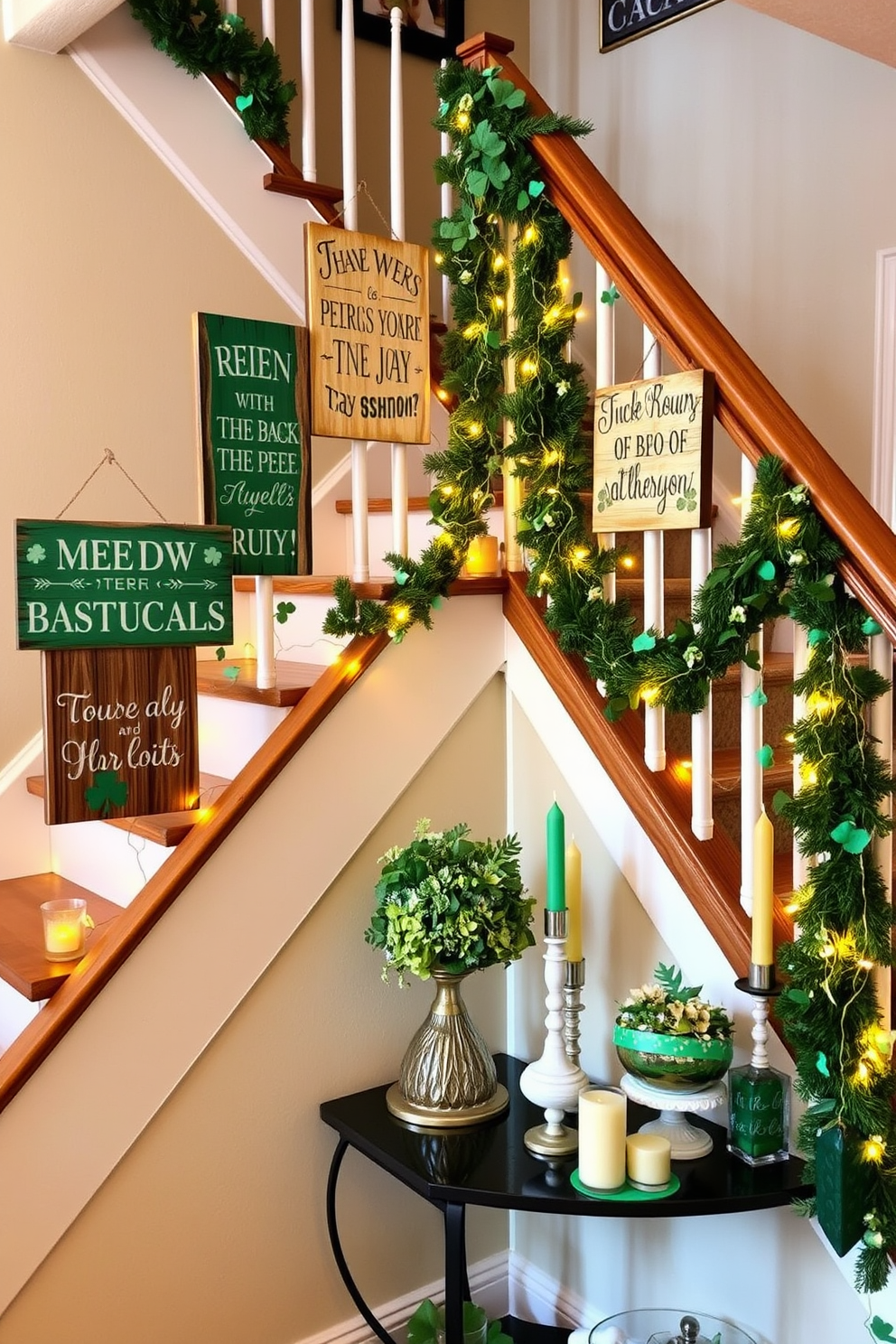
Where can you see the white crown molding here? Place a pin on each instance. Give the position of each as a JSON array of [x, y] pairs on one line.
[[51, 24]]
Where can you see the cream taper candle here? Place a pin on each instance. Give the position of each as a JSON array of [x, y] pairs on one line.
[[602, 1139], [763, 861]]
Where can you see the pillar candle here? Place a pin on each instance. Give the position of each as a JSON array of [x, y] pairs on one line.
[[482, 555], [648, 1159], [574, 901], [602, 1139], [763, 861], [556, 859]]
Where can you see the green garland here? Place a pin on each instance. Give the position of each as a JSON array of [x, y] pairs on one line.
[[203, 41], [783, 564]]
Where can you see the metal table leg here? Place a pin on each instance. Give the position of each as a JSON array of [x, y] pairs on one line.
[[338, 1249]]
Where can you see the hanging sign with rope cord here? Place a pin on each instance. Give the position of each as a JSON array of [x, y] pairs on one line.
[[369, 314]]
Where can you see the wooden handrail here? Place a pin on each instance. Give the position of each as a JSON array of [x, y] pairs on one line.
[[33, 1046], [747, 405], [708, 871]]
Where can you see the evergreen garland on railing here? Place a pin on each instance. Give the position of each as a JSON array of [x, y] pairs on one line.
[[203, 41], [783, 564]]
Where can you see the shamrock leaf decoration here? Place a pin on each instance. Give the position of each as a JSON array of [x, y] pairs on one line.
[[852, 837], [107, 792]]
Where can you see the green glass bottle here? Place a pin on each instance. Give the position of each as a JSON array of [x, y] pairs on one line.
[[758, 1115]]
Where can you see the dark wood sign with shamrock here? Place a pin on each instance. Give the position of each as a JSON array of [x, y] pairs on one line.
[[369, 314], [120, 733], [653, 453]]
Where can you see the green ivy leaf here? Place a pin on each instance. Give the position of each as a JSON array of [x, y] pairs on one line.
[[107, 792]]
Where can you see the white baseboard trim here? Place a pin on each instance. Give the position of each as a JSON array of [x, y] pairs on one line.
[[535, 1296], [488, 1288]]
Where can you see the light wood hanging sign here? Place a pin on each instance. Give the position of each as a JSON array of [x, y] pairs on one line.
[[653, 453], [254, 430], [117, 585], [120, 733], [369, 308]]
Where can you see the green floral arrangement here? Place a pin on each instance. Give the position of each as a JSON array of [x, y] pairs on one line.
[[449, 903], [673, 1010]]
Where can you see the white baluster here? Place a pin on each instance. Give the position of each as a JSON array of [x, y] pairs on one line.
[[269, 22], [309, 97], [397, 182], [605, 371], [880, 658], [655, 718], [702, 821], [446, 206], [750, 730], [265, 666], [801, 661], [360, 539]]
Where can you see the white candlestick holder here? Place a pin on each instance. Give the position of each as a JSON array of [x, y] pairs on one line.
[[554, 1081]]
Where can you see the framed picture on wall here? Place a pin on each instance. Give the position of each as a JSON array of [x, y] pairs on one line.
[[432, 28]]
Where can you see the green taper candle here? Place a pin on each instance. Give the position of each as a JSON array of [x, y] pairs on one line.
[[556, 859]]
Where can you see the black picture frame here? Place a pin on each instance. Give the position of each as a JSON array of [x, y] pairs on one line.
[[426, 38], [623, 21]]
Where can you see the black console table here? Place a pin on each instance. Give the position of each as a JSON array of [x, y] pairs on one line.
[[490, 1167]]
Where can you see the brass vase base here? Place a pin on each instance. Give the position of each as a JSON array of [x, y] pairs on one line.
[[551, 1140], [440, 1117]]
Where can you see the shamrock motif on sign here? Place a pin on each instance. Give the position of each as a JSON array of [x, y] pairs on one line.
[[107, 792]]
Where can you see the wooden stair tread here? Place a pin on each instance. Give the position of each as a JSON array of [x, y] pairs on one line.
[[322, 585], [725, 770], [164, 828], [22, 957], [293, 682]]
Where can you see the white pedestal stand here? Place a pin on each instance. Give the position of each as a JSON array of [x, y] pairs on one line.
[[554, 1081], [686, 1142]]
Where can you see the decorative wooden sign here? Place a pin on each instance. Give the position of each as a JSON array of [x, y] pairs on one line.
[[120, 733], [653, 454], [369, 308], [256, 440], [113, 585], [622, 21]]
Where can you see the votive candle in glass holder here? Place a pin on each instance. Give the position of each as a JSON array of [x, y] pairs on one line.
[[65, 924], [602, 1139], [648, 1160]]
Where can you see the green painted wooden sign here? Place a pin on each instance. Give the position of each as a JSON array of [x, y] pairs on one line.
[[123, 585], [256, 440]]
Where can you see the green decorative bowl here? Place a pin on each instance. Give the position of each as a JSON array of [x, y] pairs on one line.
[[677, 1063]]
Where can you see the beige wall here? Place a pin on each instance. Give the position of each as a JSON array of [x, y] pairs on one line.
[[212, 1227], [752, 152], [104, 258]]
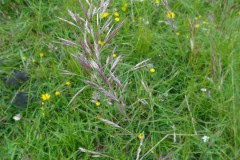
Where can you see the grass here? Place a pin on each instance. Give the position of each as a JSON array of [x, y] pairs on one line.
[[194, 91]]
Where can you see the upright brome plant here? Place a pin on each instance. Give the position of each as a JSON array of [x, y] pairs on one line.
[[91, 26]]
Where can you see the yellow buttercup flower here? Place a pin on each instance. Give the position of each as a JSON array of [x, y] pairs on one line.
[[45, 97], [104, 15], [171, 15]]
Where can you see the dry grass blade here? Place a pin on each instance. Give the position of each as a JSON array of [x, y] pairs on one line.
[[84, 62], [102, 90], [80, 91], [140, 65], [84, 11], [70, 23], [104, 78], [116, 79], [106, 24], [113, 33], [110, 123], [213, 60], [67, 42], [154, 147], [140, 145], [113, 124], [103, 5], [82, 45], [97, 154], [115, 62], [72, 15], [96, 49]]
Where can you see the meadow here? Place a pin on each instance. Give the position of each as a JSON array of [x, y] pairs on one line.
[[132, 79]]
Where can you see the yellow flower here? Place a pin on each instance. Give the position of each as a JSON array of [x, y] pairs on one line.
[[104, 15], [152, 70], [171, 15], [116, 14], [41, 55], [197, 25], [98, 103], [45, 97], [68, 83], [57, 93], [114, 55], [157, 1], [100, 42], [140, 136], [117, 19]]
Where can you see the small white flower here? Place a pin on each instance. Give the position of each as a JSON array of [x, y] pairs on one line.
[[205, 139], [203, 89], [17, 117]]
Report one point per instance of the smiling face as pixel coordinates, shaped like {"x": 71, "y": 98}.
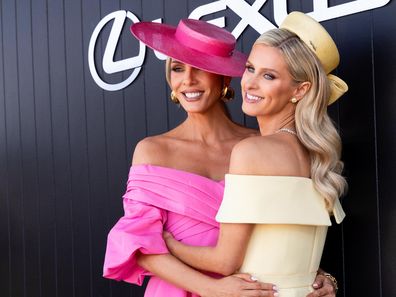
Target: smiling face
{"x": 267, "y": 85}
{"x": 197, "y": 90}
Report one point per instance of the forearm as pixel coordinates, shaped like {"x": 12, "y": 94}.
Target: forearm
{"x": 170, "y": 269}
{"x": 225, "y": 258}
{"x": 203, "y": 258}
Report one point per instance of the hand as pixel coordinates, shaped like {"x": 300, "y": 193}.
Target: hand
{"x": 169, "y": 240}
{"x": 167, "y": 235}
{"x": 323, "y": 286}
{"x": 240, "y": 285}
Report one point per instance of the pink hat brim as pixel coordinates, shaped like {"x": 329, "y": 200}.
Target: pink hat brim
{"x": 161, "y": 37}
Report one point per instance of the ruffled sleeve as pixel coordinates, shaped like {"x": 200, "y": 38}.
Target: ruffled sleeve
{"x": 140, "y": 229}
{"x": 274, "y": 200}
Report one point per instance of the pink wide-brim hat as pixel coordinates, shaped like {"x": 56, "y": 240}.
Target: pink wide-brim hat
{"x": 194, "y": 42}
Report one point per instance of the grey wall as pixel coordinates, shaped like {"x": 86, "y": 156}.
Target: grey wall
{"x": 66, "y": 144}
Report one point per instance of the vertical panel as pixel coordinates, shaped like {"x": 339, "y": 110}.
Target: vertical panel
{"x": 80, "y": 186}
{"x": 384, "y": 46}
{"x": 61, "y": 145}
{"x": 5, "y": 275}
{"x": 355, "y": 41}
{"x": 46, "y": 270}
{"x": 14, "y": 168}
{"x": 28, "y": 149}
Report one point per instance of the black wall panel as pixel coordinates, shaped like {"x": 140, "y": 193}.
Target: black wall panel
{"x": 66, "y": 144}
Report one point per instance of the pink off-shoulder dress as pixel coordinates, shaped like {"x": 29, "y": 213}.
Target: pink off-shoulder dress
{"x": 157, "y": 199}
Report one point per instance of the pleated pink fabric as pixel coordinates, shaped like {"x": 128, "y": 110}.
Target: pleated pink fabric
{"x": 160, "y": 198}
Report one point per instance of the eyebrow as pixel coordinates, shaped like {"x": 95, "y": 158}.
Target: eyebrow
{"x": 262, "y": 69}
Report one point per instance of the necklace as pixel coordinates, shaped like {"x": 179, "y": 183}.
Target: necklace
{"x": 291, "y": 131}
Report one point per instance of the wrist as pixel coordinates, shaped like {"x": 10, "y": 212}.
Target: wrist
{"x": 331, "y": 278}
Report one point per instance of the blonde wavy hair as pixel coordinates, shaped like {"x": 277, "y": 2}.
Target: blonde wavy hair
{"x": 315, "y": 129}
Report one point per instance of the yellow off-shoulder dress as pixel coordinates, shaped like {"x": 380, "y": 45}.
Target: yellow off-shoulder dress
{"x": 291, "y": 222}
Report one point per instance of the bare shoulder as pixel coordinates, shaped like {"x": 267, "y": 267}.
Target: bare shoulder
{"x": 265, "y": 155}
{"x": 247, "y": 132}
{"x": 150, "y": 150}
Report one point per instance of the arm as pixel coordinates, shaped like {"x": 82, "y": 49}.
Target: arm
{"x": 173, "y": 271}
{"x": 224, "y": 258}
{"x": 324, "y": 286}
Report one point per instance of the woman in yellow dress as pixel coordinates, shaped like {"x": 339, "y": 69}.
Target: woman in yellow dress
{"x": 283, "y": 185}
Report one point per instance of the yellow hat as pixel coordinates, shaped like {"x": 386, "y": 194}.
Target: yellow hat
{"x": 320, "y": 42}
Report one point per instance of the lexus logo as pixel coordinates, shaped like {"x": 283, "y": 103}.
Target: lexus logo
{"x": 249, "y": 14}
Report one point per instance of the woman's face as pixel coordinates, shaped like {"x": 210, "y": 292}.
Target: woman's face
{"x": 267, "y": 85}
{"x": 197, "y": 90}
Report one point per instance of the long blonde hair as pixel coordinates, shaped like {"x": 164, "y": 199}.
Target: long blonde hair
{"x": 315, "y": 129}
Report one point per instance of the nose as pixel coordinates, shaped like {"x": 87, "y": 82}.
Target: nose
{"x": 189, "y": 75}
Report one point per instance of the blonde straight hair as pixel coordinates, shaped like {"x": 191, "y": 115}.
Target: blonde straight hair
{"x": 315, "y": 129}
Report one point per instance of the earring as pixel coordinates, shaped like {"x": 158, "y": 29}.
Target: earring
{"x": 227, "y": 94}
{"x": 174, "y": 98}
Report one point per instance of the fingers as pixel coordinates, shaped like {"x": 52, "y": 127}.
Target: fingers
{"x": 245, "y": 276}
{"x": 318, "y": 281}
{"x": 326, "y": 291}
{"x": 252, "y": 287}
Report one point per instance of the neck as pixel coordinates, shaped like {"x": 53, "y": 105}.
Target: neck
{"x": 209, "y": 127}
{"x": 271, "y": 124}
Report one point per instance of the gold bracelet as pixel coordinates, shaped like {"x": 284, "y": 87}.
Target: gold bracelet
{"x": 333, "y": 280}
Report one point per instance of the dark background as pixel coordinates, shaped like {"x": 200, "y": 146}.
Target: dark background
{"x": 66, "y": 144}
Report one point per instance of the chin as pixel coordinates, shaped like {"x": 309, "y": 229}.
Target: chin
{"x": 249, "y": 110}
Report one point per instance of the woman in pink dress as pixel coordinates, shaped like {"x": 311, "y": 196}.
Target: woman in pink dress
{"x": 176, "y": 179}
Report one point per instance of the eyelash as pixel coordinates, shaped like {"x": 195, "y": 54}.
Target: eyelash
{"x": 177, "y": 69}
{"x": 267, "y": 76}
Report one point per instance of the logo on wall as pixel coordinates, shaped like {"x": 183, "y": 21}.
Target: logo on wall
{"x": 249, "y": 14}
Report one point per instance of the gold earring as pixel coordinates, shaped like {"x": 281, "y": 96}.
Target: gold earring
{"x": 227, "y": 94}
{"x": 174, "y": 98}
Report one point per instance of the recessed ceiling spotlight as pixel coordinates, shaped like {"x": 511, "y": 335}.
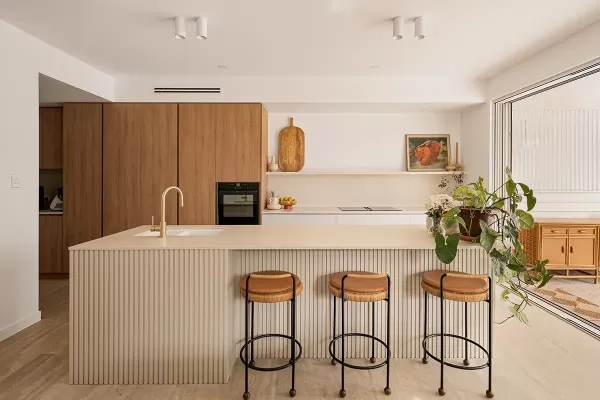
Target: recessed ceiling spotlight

◇ ◇ ◇

▶ _Description of the task_: From the data above, return only the lines starting at the line that holds "Where can you see the dry" and ending at the line that holds "Report one point per instance of the hand", word for word and without pictures.

▶ _Your solution_:
Where can you see the dry grass blade here? Place a pin on each instance. Give the position of each as a JSON array of [x, y] pairs on one line.
[[84, 62], [102, 90], [80, 91], [140, 65], [84, 11], [70, 23], [104, 78], [116, 79], [106, 24], [113, 33], [110, 123], [213, 60], [67, 42], [154, 147], [140, 145], [113, 124], [103, 5], [82, 45], [97, 154], [115, 62], [72, 15], [96, 49]]
Where can you see the meadow here? Place a pin on each instance. Give the position of each as a JSON array of [x, y] pairs on one line.
[[132, 79]]
Where can you see the yellow flower here? Place a pin on each instance. Give the position of each as a JSON array of [x, y] pairs on one line.
[[104, 15], [152, 70], [171, 15], [116, 14], [41, 55], [197, 25], [98, 103], [45, 97], [68, 83], [57, 93], [114, 55], [157, 1], [100, 42], [140, 136], [117, 19]]
Where can you see the small white flower here? Place a pin on each instance. Give the position of each as a JSON array of [x, y] pairs on one line.
[[205, 139], [203, 89], [17, 117]]
Report one point per instance of the smiling face as pixel coordinates, shaped like {"x": 71, "y": 98}.
Target: smiling face
{"x": 267, "y": 85}
{"x": 197, "y": 90}
Report one point per instance of the forearm as pixel coordinates, shaped like {"x": 12, "y": 94}.
Target: forearm
{"x": 170, "y": 269}
{"x": 225, "y": 258}
{"x": 203, "y": 258}
Report one point per instance of the hand as pixel coordinates, shaped like {"x": 300, "y": 193}.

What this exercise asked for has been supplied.